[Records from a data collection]

——————————

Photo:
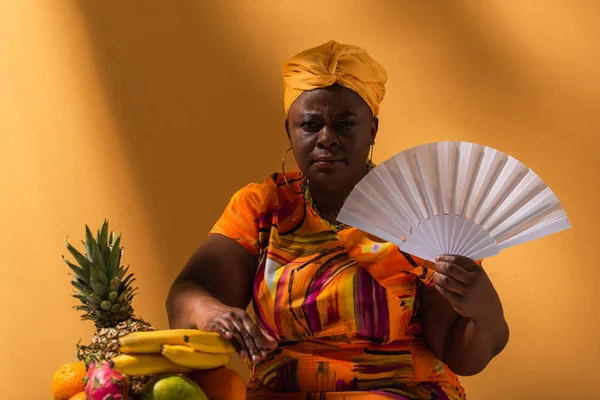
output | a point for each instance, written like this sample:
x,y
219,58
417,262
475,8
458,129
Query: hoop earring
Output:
x,y
370,160
283,172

——————————

> **STATED GOAL**: Reproduce the full material exactly, excluding the pictures.

> **OUTPUT BELOW**:
Photo:
output | a point for each instance, written like this sample:
x,y
219,58
417,262
475,8
458,129
Query: hoop earring
Output:
x,y
370,160
283,172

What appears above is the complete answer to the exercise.